═════ RECORD EXCERPTS

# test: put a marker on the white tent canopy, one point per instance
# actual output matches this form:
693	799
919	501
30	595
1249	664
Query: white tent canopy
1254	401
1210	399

══════════

→ **PROBLEM TO WORK ON**: Transcribe the full listing exactly, omitting nothing.

→ **ANSWER TO THE PROBLEM**:
# test: put a marker on the white tent canopy, one point per instance
# actual output matches this form:
693	799
919	501
30	595
1249	664
Query: white tent canopy
1254	401
1210	399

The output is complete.